# Filter tube getting gunk



## Dirty_Pond (Apr 26, 2009)

Hi Guys

I just started my first tank about 2 weeks ago. Right now no fish in it just couple of plants (don't ask me which one. They are all low light plants). So basically I am cycling my tank for the time being. 
The tank is hooked up to a rena xp4 canister. 
My problem is that in last few days I have start seeing the tubes from/to the filter getting dirtier and dirtier from inside. They used to be trasnaparent/cloudy white but now starting to look nasty. 
Anyone knows what is going on here?

Could this be because of high pH. My pH has stayed around 8 for last 2 weeks.


----------



## Oldman (May 25, 2009)

If the tubes are getting lots of light, you are starting to grow a film of algae on the inside.


----------



## Dirty_Pond (Apr 26, 2009)

So what's the remedy?

The way my aquarium is setup, my canister filter is not under the tank or inside a cabinet. Maybe because of that i get all that light.


----------



## Oldman (May 25, 2009)

Task objective: In the thread about filter tubes getting gunk, what level has Dirty_Pond's pH stayed around for the last two weeks? Rely only on the thread for this.

Supplied entries:
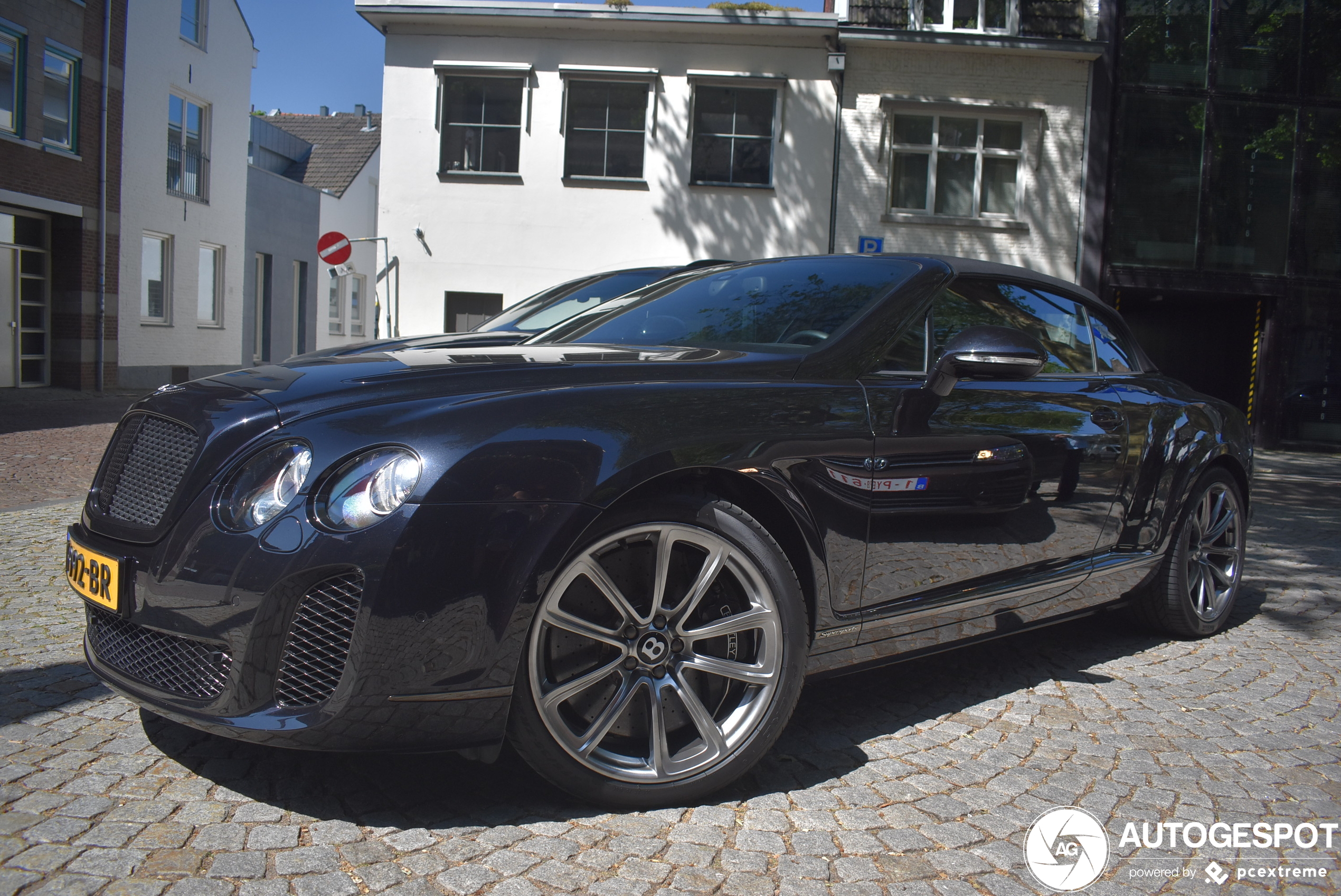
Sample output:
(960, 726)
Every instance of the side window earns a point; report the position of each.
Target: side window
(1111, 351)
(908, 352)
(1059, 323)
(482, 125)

...

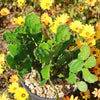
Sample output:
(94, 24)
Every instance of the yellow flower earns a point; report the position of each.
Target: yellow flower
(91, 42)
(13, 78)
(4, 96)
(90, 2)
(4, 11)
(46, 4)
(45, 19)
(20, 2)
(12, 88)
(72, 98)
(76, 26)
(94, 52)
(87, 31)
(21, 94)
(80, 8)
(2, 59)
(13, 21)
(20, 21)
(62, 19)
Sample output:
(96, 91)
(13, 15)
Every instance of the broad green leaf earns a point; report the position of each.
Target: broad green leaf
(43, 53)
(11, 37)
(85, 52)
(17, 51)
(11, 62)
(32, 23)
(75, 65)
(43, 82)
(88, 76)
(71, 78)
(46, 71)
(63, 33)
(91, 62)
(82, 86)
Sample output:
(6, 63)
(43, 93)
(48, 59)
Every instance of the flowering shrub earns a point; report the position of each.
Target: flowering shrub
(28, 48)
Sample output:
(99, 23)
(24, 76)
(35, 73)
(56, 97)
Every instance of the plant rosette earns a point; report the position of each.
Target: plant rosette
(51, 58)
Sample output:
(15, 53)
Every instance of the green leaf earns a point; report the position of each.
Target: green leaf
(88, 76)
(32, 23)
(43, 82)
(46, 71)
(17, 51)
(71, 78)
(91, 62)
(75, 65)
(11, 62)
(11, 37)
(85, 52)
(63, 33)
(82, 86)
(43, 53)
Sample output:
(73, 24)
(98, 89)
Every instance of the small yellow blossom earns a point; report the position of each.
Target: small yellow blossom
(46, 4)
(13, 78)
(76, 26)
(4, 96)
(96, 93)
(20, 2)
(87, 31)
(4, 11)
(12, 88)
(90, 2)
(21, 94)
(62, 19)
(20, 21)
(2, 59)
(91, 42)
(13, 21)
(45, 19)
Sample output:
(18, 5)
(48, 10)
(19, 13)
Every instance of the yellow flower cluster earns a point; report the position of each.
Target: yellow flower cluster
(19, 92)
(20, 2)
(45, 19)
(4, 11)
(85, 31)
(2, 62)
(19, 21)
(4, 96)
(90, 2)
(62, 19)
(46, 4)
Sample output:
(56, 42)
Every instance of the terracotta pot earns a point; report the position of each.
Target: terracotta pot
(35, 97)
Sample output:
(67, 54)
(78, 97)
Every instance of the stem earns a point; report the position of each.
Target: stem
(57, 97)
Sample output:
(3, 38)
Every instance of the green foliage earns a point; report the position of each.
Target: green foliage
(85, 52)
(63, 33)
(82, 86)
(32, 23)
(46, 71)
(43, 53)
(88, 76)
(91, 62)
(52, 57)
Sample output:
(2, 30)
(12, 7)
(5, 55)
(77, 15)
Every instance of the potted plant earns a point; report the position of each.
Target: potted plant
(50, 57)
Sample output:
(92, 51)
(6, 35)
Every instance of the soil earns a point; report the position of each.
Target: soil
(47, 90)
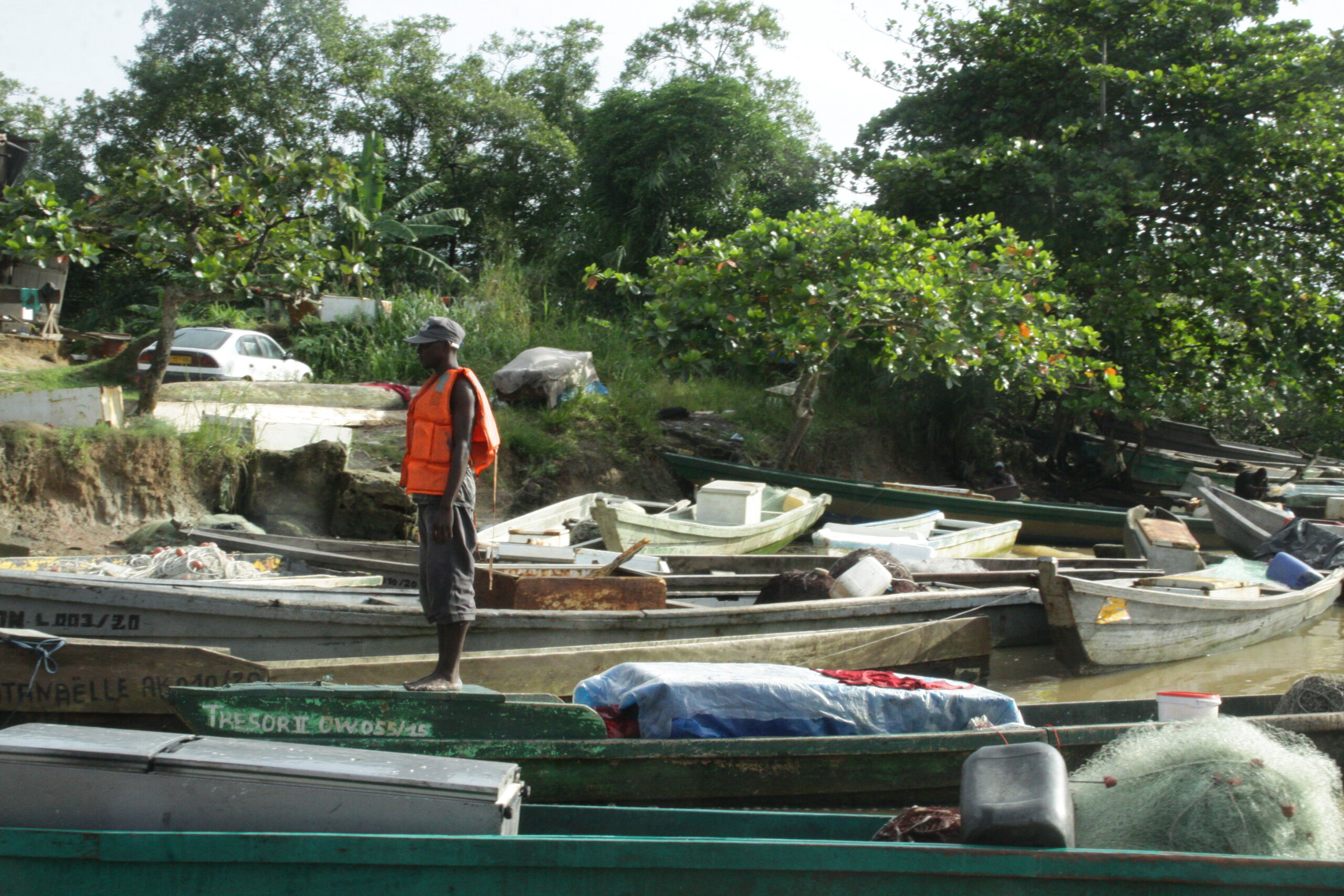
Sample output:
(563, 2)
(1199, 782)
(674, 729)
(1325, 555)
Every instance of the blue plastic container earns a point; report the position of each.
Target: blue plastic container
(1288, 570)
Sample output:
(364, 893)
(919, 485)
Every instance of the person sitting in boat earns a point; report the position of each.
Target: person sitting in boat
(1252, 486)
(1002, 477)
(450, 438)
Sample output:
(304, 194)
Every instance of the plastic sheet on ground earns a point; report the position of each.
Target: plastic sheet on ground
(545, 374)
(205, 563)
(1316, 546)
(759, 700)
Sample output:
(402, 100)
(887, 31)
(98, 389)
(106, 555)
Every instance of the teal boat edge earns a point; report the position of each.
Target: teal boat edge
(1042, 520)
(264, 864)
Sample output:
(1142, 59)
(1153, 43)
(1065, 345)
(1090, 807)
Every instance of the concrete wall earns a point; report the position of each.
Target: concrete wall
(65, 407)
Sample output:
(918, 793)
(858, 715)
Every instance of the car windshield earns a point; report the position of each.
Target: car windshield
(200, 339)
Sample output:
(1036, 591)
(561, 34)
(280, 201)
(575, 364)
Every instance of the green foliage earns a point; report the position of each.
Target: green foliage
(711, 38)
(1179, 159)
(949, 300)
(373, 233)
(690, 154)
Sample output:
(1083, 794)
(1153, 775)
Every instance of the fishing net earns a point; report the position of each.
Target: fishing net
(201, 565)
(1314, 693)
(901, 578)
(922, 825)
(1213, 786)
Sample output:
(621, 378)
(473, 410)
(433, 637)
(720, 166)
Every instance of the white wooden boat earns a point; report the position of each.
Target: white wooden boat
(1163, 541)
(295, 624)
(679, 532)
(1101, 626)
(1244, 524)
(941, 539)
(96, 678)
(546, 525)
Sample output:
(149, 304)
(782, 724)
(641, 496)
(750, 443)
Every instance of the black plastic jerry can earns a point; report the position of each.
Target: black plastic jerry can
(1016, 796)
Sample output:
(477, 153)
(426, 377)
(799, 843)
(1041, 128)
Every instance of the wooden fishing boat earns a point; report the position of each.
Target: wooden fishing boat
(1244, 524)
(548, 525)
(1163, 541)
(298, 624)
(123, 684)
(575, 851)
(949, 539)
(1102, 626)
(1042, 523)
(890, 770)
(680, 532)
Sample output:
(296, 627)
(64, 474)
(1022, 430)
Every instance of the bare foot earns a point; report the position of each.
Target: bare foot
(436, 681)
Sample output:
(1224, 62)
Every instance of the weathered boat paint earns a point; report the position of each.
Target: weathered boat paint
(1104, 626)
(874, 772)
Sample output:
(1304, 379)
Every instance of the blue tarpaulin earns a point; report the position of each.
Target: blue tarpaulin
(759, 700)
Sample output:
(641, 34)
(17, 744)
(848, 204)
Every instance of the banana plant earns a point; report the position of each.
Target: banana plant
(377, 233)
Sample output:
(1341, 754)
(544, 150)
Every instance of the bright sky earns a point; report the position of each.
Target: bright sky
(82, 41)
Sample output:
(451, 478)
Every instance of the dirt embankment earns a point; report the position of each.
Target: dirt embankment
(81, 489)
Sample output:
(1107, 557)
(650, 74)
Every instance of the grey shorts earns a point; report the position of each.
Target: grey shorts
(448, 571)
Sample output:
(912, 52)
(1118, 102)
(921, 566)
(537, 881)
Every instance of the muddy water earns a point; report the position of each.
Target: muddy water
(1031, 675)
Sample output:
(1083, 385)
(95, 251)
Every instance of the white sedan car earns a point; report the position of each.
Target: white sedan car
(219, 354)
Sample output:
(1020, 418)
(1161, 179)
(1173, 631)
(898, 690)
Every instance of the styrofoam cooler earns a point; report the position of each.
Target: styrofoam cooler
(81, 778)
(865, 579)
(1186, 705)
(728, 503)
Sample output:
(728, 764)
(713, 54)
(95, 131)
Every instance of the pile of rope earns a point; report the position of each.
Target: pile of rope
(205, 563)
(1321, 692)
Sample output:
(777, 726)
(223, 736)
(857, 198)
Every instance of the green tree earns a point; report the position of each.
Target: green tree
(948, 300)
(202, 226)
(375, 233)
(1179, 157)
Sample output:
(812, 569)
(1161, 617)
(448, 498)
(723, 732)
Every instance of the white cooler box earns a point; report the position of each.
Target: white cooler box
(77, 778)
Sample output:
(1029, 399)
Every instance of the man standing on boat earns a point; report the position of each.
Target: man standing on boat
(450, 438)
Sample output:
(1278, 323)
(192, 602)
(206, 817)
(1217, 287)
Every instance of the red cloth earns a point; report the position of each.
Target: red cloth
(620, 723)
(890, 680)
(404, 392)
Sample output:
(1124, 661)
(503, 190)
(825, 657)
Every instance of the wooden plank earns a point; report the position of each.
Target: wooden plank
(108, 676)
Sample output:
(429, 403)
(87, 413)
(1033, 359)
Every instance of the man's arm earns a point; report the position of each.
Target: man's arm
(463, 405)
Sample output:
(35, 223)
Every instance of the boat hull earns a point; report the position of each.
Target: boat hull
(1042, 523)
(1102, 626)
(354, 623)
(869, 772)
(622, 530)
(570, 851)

Problem solution: Around 8.